**What you will do:**
• 1. Answer these questions from the s390 patch page:
(a) Which facility contains the 32-bit immediate AND instructions?
(b) What value does the patch give TCG_CT_CONST_ANDI?
(c) How many insertions and deletions does the change to tcg/s390/tcg-target.c make?
• 2. Print the s390 patch page starting at "Richard Henderson - May" and ending at "insertions(+), 87 deletions(-)".
• 3. Proceed with the s390 patch page on AND immediate instructions from the point where it stops.

=== Quoted text ===

Patchwork [51/62] tcg-s390: Conditionalize AND IMMEDIATE instructions.

login
register
mail settings
Submitter Richard Henderson
Date May 27, 2010, 8:46 p.m.
Message ID <1274993204-30766-52-git-send-email-rth@twiddle.net>
Download mbox | patch
Permalink /patch/53830/
State New
Headers show

Comments

Richard Henderson - May 27, 2010, 8:46 p.m.
The 32-bit immediate AND instructions are in the extended-immediate
facility.  Use these only if present.

At the same time, pull the logic to load immediates into registers
into a constraint letter for TCG.

Signed-off-by: Richard Henderson <rth@twiddle.net>
---
 tcg/s390/tcg-target.c |  209 ++++++++++++++++++++++++++++--------------------
 1 files changed, 122 insertions(+), 87 deletions(-)

Patch

diff --git a/tcg/s390/tcg-target.c b/tcg/s390/tcg-target.c
index 8a7c9ae..359f6d1 100644
--- a/tcg/s390/tcg-target.c
+++ b/tcg/s390/tcg-target.c
@@ -33,10 +33,11 @@ 
     do { } while (0)
 #endif
 
-#define TCG_CT_CONST_32    0x100
-#define TCG_CT_CONST_NEG   0x200
-#define TCG_CT_CONST_ADDI  0x400
-#define TCG_CT_CONST_MULI  0x800
+#define TCG_CT_CONST_32    0x0100
+#define TCG_CT_CONST_NEG   0x0200
+#define TCG_CT_CONST_ADDI  0x0400
+#define TCG_CT_CONST_MULI  0x0800
+#define TCG_CT_CONST_ANDI  0x1000
 
 #define TCG_TMP0           TCG_REG_R14
 
@@ -353,6 +354,10 @@  static int target_parse_constraint(TCGArgConstraint *ct, const char **pct_str)
         ct->ct &= ~TCG_CT_REG;
         ct->ct |= TCG_CT_CONST_MULI;
         break;
+    case 'A':
+        ct->ct &= ~TCG_CT_REG;
+        ct->ct |= TCG_CT_CONST_ANDI;
+        break;
     default:
         break;
     }
@@ -362,9 +367,66 @@  static int target_parse_constraint(TCGArgConstraint *ct, const char **pct_str)
     return 0;
 }
 
+/* Immediates to be used with logical AND.  This is an optimization only,
+   since a full 64-bit immediate AND can always be performed with 4 sequential
+   NI[LH][LH] instructions.  What we're looking for is immediates that we
+   can load efficiently, and the immediate load plus the reg-reg AND is
+   smaller than the sequential NI's.  */
+
+static int tcg_match_andi(int ct, tcg_target_ulong val)

=== Extracted information ===

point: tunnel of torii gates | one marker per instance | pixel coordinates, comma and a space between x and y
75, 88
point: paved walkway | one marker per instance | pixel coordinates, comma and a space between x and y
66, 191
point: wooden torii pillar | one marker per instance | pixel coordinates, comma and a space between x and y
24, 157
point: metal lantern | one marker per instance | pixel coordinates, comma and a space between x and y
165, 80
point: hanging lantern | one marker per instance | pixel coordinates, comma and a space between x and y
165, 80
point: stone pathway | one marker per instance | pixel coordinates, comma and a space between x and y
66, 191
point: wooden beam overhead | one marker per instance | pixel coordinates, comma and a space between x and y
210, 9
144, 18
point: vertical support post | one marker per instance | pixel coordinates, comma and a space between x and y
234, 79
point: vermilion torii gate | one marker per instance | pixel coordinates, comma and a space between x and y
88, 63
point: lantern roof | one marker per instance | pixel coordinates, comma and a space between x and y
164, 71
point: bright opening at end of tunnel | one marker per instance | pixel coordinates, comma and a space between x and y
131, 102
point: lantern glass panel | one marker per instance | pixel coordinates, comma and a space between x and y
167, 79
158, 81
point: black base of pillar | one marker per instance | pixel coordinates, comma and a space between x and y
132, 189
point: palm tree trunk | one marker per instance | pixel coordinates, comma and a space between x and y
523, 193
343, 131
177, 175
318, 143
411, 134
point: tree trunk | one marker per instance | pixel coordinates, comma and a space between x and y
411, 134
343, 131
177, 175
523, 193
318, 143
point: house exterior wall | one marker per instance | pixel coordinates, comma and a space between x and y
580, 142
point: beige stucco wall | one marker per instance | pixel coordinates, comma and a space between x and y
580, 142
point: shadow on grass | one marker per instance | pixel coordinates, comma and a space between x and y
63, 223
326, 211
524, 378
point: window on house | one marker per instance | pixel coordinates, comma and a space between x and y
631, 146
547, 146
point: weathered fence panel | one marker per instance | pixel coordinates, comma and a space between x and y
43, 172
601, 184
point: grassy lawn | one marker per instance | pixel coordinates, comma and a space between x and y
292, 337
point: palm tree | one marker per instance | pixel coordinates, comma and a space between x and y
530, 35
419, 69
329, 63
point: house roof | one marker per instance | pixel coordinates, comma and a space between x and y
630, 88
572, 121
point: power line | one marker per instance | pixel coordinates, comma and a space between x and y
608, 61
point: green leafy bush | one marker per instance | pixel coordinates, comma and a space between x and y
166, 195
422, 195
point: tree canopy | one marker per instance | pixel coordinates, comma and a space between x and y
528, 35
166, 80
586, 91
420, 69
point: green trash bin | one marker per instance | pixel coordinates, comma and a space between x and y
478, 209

===

**Written answers:**
• 1.
(a) The extended-immediate facility.
(b) 0x1000.
(c) 122 insertions and 87 deletions.

• 2.
Richard Henderson - May 27, 2010, 8:46 p.m.
The 32-bit immediate AND instructions are in the extended-immediate
facility.  Use these only if present.

At the same time, pull the logic to load immediates into registers
into a constraint letter for TCG.

Signed-off-by: Richard Henderson <rth@twiddle.net>
---
 tcg/s390/tcg-target.c |  209 ++++++++++++++++++++++++++++--------------------
 1 files changed, 122 insertions(+), 87 deletions(-)

• 3.
+{
+    int i;
+
+    if (facilities & FACILITY_EXT_IMM) {
+        if (ct & TCG_CT_CONST_32) {
+            /* All 32-bit ANDs can be performed with 1 48-bit insn.  */
+            return 1;
+        }
+
+        /* Zero-extensions.  */
+        if (val == 0xff || val == 0xffff || val == 0xffffffff) {
+            return 1;
+        }
+    } else {
+        if (ct & TCG_CT_CONST_32) {
+            val = (uint32_t)val;
+        } else if (val == 0xffffffff) {
+            return 1;
+        }
+    }
+
+    /* Try all 32-bit insns that can perform it in one go.  */
+    for (i = 0; i < 4; i++) {
+        tcg_target_ulong mask = ~(0xffffull << i*16);
+        if ((val & mask) == mask) {
+            return 1;
+        }
+    }
+
+    /* Look for 16-bit values performing the mask.  These are better
+       to load with LLI[LH][LH].  */
+    for (i = 0; i < 4; i++) {
+        tcg_target_ulong mask = 0xffffull << i*16;
+        if ((val & mask) == val) {
+            return 0;
+        }
+    }
+
+    /* Look for 32-bit values performing the 64-bit mask.  These
+       are better to load with LLI[LH]F, or if extended immediates
+       not available, with a pair of LLI insns.  */
+    if ((ct & TCG_CT_CONST_32) == 0) {
+        if (val <= 0xffffffff || (val & 0xffffffff) == 0) {
+            return 0;
+        }
+    }
+
+    return 1;
+}
+
 /* Test if a constant matches the constraint. */
-static inline int tcg_target_const_match(tcg_target_long val,
-                                         const TCGArgConstraint *arg_ct)
+static int tcg_target_const_match(tcg_target_long val,
+                                  const TCGArgConstraint *arg_ct)
 {
     int ct = arg_ct->ct;
 
@@ -401,6 +463,8 @@  static inline int tcg_target_const_match(tcg_target_long val,
         } else {
             return val == (int16_t)val;
         }
+    } else if (ct & TCG_CT_CONST_ANDI) {
+        return tcg_match_andi(ct, val);
     }
 
     return 0;
@@ -764,37 +828,6 @@  static void tgen64_addi(TCGContext *s, TCGReg dest, int64_t val)
 
 }
 
-static void tgen32_andi(TCGContext *s, TCGReg dest, uint32_t val)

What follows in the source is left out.